* 提示文 *
◆ ◆ ◆

第3の感染源-1
(この項目に関しては国立感染症研究所の HP(https://www.niid.go.jp/niid/ja/へどうぞ)
2022.03.28-NIID国立感染症研究所-https://www.niid.go.jp/niid/ja/2019-ncov/2484-idsc/11053-covid19-78.html
新型コロナウイルス(SARS-CoV-2)の感染経路について
国立感染症研究所-(掲載日:2022年3月28日)
人は、咳、くしゃみ、会話、歌、呼吸などの際に、鼻や口からさまざまな大きさや性状をもった粒子を空中に放出する。粒子はその大きさや含まれる液体の量によって空中での振る舞いが異なる。液体を含んだ大きな粒子は、放出されてから数秒から数分以内に落下するが、小さな粒子や乾燥した粒子は、空中に数分から数時間にわたって浮遊する。従来、これらの粒子については大きさや性状に応じて飛沫やエアロゾルと呼ばれてきた
[。
SARS-CoV-2は、感染者の鼻や口から放出される感染性ウイルスを含む粒子に、感受性者が曝露されることで感染する。その経路は主に3つあり、
①空中に浮遊するウイルスを含むエアロゾルを吸い込むこと(エアロゾル感染)、
②ウイルスを含む飛沫が口、鼻、目などの露出した粘膜に付着すること(飛沫感染)、
③ウイルスを含む飛沫を直接触ったか、ウイルスが付着したものの表面を触った手指で露出した粘膜を触ること(接触感染)、である。
実際にどの経路で感染するのかは、感染者から放出される感染性ウイルスを含む粒子の量や環境条件によって決まり、必ずしも1つであるとは限らない。

◆ ◆ ◆

* データ抜粋 *
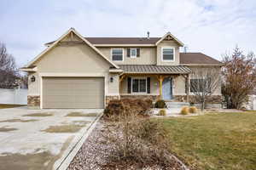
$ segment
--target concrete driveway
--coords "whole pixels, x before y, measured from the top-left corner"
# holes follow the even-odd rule
[[[102,112],[0,109],[0,170],[56,169]]]

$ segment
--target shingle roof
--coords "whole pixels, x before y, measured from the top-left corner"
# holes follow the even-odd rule
[[[124,73],[148,73],[148,74],[187,74],[191,70],[183,65],[119,65]]]
[[[84,37],[92,44],[154,44],[160,37]]]
[[[161,37],[84,37],[92,44],[155,44]],[[45,44],[51,44],[53,42]]]
[[[180,53],[181,65],[224,65],[222,62],[212,59],[201,53]]]

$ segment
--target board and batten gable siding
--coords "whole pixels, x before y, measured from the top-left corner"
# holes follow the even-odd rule
[[[113,61],[117,65],[156,65],[155,47],[134,47],[140,48],[140,56],[137,58],[127,57],[126,47],[97,47],[97,48],[109,60],[112,60],[112,48],[124,49],[124,61]]]
[[[162,48],[175,48],[174,61],[162,61]],[[157,65],[179,65],[179,46],[175,41],[162,41],[157,45]]]

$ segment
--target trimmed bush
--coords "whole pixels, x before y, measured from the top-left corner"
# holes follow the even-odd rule
[[[154,107],[160,108],[160,109],[166,108],[166,104],[165,100],[160,99],[155,102]]]
[[[194,102],[190,102],[190,106],[194,106],[195,103]]]
[[[188,115],[189,113],[189,109],[188,106],[183,107],[180,111],[180,114],[182,115]]]
[[[165,110],[165,109],[161,109],[158,112],[158,116],[166,116],[166,115],[167,115],[166,110]]]
[[[129,115],[146,116],[152,107],[150,99],[113,99],[109,101],[104,110],[104,116],[117,120]]]
[[[189,113],[197,113],[197,108],[195,106],[189,107]]]

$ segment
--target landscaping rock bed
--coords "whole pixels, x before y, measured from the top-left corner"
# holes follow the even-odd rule
[[[89,138],[84,143],[76,156],[70,163],[67,170],[84,170],[84,169],[173,169],[187,170],[187,168],[175,156],[170,156],[173,165],[162,168],[154,162],[147,167],[139,168],[140,165],[131,162],[111,162],[108,157],[114,150],[114,145],[107,141],[104,136],[108,135],[107,130],[108,123],[102,120],[97,122],[96,128],[92,131]],[[109,128],[109,127],[108,127]]]

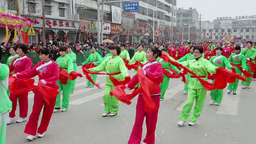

◆ ◆ ◆

新型コロナウイルスの感染経路についての文章を、最後の文の後から書き進めよ。

* 解答例 *
感染者が呼吸をすると粒子が放出され、大きな声を出したり、歌ったりすると、放出される粒子の量が増える。また感染者との距離が近いほど(概ね1-2メートル以内)感染する可能性が高く、距離が遠いほど(概ね1-2メートル以上)感染する可能性は低くなる。
特に
換気が悪い環境や密集した室内では、感染者から放出された感染性ウイルスを含む粒子が空中に漂う時間が長く、また距離も長くなる。こうした環境に感染者が一定時間滞在することで、感染者との距離が遠いにもかかわらず感染が発生した事例が国内外で報告されている。
このようなSARS-CoV-2の感染が起こりやすい環境条件をわかりやすく説明したものが、
「3つの密」と呼ばれる概念である。
密閉:
換気の悪い閉じられた環境
密集:
狭い空間に多くの人が集まっている環境
密接:お互いの距離が近く、特に
会話をしている環境
3つの条件に1つでも当てはまる環境に感染者と感受性者が滞在すると、感染が成立する可能性は高くなり、さらに3つの条件がそろうとより高くなる。
なお、呼吸器感染症の感染経路については国際的に研究が進められており、これらの知見は今後更新される可能性がある。